▶ _Yapılacak İş_
Mahkeme kararındaki "Emsal Mahkeme Kararı" sözlerinden "olması amacıyla eklenmiştir." sözlerine kadar, bunlar da dahil olmak üzere, olan kısmı "Emsal" adını "Örnek" olarak değiştirip yeniden yaz.

▶ _Kaynak Metin_
────

Emsal Mahkeme Kararı İzmir 3. Asliye Ticaret Mahkemesi 2021/1006 E. 2022/549 K. 30.06.2022 T.

Görüntülediğiniz mahkeme kararı henüz kesinleşmemiştir. Yararlı olması amacıyla eklenmiştir.

T.C.
İZMİR
3. ASLİYE TİCARET MAHKEMESİ

ESAS NO : 2021/1006
KARAR NO : 2022/549

DAVA : Tazminat (Haksız Fiilden Kaynaklanan)
DAVA TARİHİ : 30/12/2021
KARAR TARİHİ : 30/06/2022

Mahkememizde görülmekte olan Tazminat (Haksız Fiilden Kaynaklanan) davasının yapılan açık yargılaması sonunda;
GEREĞİ DÜŞÜNÜLDÜ:
Davacı vekili tarafından Mahkememize sunulan dava dilekçesinin incelenmesinde; …/…/… tarihinde müvekkilinin araç maliki olduğu ve sürücü … … ve idaresindeki … … … plakalı araç ile araç maliki ve sürücü … … …’ın sevk ve idaresindeki … … … plakalı araç arasında maddi hasarlı trafik kazasının meydana geldiği, kaza sonrası tanzim edilen kaza tespit tutanağında görüleceği üzere müvekkilinin hiçbir kusurunun bulunmadığı, meydana gelen kaza neticesinde müvekkilinin aracında meydana gelen hasarın tespiti için dosyanın eksper … …’a teslim edildiği ve hasarın ekspertiz raporunda araç hasar bedelinin KDV dahil 44.910,41 TL olduğunun tespit edildiği, ekspertiz hizmet bedeli olarak … …’a ekteki faturada da görüleceği üzere 794,92 TL ödeme yapıldığı, ilgili aracın kaza tarihini kapsar şekilde … poliçe numarası ile … Sigorta A.Ş’nin teminatı kapsamında olduğu, müvekkilinin aracının hasara uğramasına sebebiyet veren … … … plakalı aracın kaza tarihinde maliki ve işleteninin … … … olduğu, aleyhine başvuru gerçekleştirilen sigorta şirketinin, müvekkiline ait mağdur araca ait hasar tazmin yükümlülüğünü yerine getirirken orijinal yedek parça bedelleri üzerinden KDV de eklenmek suretiyle ödemede bulunmasının gerektiği, yedek parça maliyeti üzerinden iskonto uygulanmaması gerektiği, … Sigorta A.Ş’ye 16/04/2021 tarihinde yapılan yazılı başvuruya istinaden müvekkilinin uğradığı zararın giderilmesine yönelik ilgili sigorta şirketince hiçbir ödeme gerçekleştirilmediği, başvurunun 19/04/2021 tarihinde tebellüğ ettiği, müvekkilinin uğramış olduğu hasar bedeli zararının, KDV gideri ile ekspertiz hizmet bedelinin tazmini için arabuluculuk yoluna başvurulduğu ancak anlaşma sağlanamadığı, hasar tespit hizmet bedeli olarak ödenmiş olan 794,92 TL’nin karşılanmadığı belirtilerek açıklanan nedenlerle fazlaya ilişkin talep ve dava hakları saklı kalmak kaydıyla davada şimdilik, HMK m. 107/2 gereği; 100,00 TL hasar bedeli, 794,92 TL ekspertiz hizmet bedeli olmak üzere toplam: 894,92 TL’nin davalılardan müştereken ve müteselsilen tahsiline ve sigorta şirketi yönünden poliçe teminat limitleri dahilinde ve temerrüt tarihinden itibaren işleyecek yasal faizi ile birlikte, davalı … … … yönünden kaza tarihinden itibaren işleyecek yasal faizi ile birlikte tahsiline, yargılama giderleri ve vekalet ücretinin davalı üzerine bırakılmasına karar verilmesinin talep edildiği anlaşılmıştır.

────

▶ _Verilen Liste_
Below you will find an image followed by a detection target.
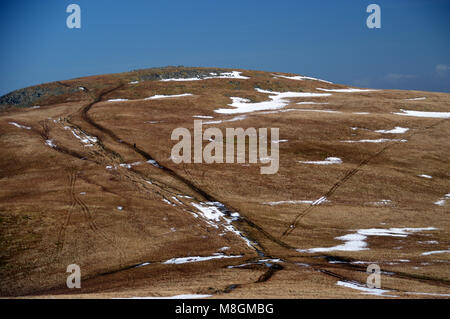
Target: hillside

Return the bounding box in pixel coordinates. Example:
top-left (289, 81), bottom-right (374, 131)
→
top-left (0, 67), bottom-right (450, 298)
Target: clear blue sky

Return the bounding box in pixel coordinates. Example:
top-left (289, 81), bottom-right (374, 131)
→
top-left (0, 0), bottom-right (450, 95)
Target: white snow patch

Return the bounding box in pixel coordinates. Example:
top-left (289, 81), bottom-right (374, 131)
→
top-left (64, 126), bottom-right (98, 146)
top-left (144, 93), bottom-right (192, 100)
top-left (119, 294), bottom-right (212, 299)
top-left (191, 202), bottom-right (253, 247)
top-left (263, 196), bottom-right (328, 206)
top-left (375, 126), bottom-right (409, 134)
top-left (147, 160), bottom-right (161, 168)
top-left (422, 250), bottom-right (450, 256)
top-left (163, 253), bottom-right (242, 265)
top-left (405, 97), bottom-right (426, 101)
top-left (405, 292), bottom-right (450, 297)
top-left (193, 115), bottom-right (214, 119)
top-left (45, 140), bottom-right (56, 148)
top-left (298, 157), bottom-right (342, 165)
top-left (317, 88), bottom-right (379, 93)
top-left (297, 227), bottom-right (436, 253)
top-left (160, 71), bottom-right (250, 82)
top-left (369, 199), bottom-right (392, 206)
top-left (275, 74), bottom-right (333, 84)
top-left (9, 122), bottom-right (31, 130)
top-left (297, 102), bottom-right (330, 105)
top-left (108, 99), bottom-right (128, 102)
top-left (336, 281), bottom-right (396, 297)
top-left (214, 88), bottom-right (331, 114)
top-left (434, 193), bottom-right (450, 206)
top-left (341, 138), bottom-right (408, 143)
top-left (393, 109), bottom-right (450, 119)
top-left (202, 115), bottom-right (247, 125)
top-left (263, 200), bottom-right (314, 206)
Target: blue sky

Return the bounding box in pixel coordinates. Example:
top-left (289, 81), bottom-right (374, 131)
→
top-left (0, 0), bottom-right (450, 95)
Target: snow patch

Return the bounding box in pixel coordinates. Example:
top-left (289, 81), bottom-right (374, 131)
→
top-left (298, 157), bottom-right (342, 165)
top-left (107, 99), bottom-right (128, 102)
top-left (393, 109), bottom-right (450, 119)
top-left (375, 126), bottom-right (409, 134)
top-left (144, 93), bottom-right (192, 100)
top-left (336, 281), bottom-right (396, 297)
top-left (9, 122), bottom-right (31, 130)
top-left (214, 88), bottom-right (331, 114)
top-left (317, 88), bottom-right (379, 93)
top-left (275, 74), bottom-right (333, 84)
top-left (341, 138), bottom-right (408, 143)
top-left (297, 227), bottom-right (436, 253)
top-left (163, 253), bottom-right (242, 265)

────

▶ _Doğru Cevap_
Örnek Mahkeme Kararı İzmir 3. Asliye Ticaret Mahkemesi 2021/1006 E. 2022/549 K. 30.06.2022 T.

Görüntülediğiniz mahkeme kararı henüz kesinleşmemiştir. Yararlı olması amacıyla eklenmiştir.